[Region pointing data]
● ● ●

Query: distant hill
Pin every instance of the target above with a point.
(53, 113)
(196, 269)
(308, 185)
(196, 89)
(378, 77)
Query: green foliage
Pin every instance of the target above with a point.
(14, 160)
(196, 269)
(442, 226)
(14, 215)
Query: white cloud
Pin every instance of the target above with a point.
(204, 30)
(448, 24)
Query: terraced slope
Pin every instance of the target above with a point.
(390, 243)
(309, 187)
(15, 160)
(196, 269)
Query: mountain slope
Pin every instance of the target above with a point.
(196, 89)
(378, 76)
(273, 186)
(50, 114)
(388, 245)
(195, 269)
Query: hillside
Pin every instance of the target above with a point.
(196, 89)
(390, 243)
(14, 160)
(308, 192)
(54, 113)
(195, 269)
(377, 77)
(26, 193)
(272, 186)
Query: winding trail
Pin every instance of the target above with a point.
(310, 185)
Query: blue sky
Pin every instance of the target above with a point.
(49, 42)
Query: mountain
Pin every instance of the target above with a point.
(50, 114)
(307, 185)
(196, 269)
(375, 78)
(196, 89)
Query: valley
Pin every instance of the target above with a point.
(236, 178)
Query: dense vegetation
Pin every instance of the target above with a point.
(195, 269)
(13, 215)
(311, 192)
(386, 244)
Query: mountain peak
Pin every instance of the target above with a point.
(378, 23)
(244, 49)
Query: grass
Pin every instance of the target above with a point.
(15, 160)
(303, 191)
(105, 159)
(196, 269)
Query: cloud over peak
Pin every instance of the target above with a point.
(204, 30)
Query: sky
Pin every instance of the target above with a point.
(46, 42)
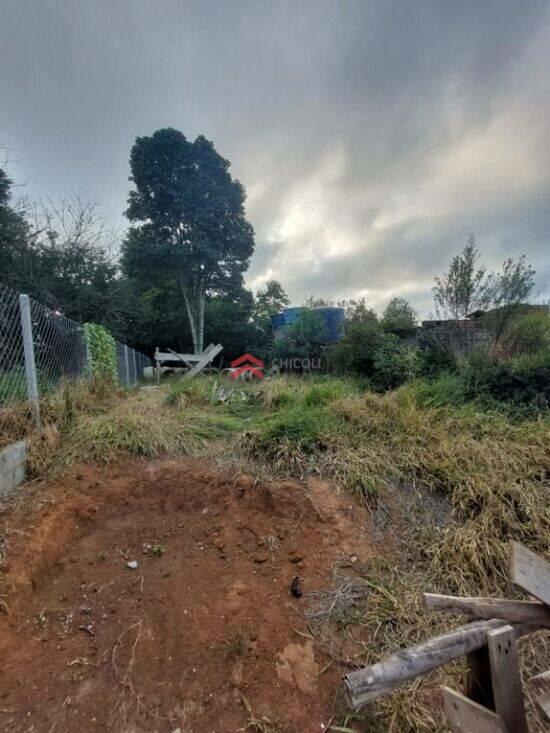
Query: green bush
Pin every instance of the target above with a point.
(444, 390)
(526, 334)
(524, 380)
(393, 364)
(103, 354)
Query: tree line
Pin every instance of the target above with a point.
(177, 277)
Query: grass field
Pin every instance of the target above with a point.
(454, 484)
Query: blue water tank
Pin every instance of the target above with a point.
(333, 319)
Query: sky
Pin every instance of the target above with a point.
(372, 137)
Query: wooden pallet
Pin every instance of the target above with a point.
(493, 701)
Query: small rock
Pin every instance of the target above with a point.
(295, 587)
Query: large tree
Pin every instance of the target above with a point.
(16, 253)
(464, 287)
(399, 317)
(467, 287)
(189, 224)
(270, 300)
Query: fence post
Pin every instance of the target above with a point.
(126, 366)
(30, 365)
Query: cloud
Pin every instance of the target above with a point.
(372, 137)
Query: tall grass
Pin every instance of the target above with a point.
(494, 471)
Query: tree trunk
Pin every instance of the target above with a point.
(202, 299)
(194, 298)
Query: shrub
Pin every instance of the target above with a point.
(524, 380)
(525, 334)
(393, 364)
(356, 351)
(444, 390)
(102, 348)
(435, 355)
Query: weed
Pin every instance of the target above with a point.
(236, 646)
(258, 725)
(342, 604)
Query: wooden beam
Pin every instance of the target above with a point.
(467, 716)
(541, 681)
(531, 572)
(507, 690)
(367, 684)
(478, 683)
(527, 612)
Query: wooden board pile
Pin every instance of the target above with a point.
(494, 699)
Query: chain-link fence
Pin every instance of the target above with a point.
(40, 346)
(13, 385)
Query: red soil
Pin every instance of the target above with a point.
(205, 622)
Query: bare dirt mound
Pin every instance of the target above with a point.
(203, 635)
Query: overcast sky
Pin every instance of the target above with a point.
(372, 137)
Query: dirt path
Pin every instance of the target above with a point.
(205, 625)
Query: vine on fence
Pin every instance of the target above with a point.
(102, 347)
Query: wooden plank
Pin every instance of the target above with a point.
(478, 683)
(531, 572)
(13, 466)
(507, 690)
(206, 357)
(367, 684)
(541, 681)
(543, 702)
(528, 612)
(467, 716)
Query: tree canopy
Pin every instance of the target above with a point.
(188, 222)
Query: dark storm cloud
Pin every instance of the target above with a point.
(372, 137)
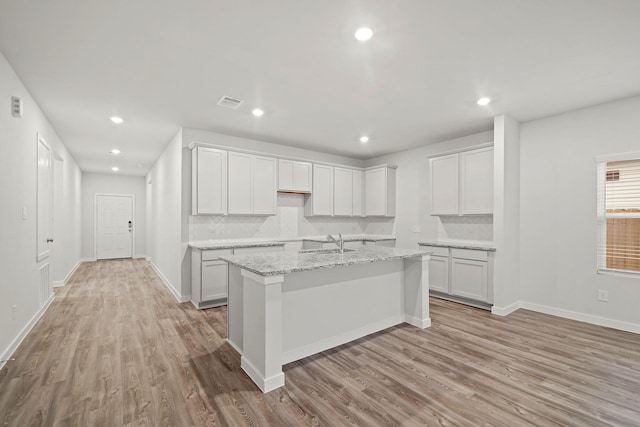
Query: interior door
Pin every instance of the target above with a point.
(114, 226)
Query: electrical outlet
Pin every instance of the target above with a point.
(603, 295)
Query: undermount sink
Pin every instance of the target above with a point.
(324, 251)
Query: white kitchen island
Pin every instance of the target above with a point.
(285, 306)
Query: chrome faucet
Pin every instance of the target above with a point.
(339, 242)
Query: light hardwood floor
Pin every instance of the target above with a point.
(115, 348)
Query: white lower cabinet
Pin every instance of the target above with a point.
(210, 274)
(463, 273)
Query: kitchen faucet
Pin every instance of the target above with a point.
(339, 242)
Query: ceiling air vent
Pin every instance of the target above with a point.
(230, 102)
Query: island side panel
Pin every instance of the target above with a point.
(235, 309)
(262, 330)
(325, 308)
(416, 291)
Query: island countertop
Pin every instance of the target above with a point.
(271, 264)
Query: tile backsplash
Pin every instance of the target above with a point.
(476, 227)
(289, 222)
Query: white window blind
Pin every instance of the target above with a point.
(618, 213)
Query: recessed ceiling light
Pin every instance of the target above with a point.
(363, 34)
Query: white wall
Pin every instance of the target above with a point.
(97, 183)
(18, 183)
(164, 185)
(413, 197)
(558, 213)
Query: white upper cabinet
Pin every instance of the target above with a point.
(444, 185)
(294, 176)
(462, 183)
(320, 201)
(358, 193)
(342, 192)
(209, 181)
(265, 198)
(252, 184)
(380, 191)
(476, 181)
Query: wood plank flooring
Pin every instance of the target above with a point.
(116, 349)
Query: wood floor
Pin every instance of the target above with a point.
(115, 348)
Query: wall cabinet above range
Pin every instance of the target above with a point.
(462, 183)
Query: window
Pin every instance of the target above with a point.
(619, 214)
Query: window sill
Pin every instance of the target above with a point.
(622, 273)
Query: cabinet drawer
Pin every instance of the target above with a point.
(476, 255)
(436, 250)
(257, 250)
(214, 254)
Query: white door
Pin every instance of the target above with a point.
(114, 226)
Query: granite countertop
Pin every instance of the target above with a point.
(460, 244)
(351, 238)
(274, 263)
(234, 243)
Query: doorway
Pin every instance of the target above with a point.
(114, 230)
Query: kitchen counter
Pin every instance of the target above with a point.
(459, 244)
(289, 305)
(269, 264)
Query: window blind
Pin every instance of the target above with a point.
(618, 215)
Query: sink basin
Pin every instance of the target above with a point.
(324, 251)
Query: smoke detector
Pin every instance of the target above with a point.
(230, 102)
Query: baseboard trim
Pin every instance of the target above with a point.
(505, 311)
(581, 317)
(60, 283)
(180, 298)
(24, 332)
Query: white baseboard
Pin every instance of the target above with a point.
(168, 284)
(505, 311)
(23, 333)
(60, 283)
(581, 317)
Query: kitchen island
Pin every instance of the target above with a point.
(285, 306)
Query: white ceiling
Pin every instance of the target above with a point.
(162, 64)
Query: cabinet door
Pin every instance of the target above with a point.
(264, 186)
(439, 274)
(476, 186)
(285, 175)
(358, 186)
(215, 279)
(322, 194)
(209, 195)
(444, 185)
(302, 177)
(342, 192)
(240, 180)
(469, 279)
(376, 192)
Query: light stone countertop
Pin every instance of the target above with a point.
(351, 238)
(460, 244)
(234, 243)
(274, 263)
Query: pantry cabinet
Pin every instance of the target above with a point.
(462, 183)
(209, 181)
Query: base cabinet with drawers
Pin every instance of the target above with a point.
(210, 274)
(464, 275)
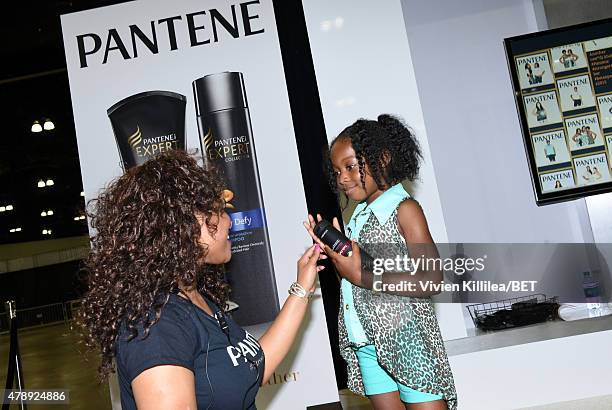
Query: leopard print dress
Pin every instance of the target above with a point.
(404, 329)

● ● ●

WHAT YOU WILL DO — For the string "baseboard", give the number of lines in the records that contain it and nothing besides.

TASK RESPONSE — 2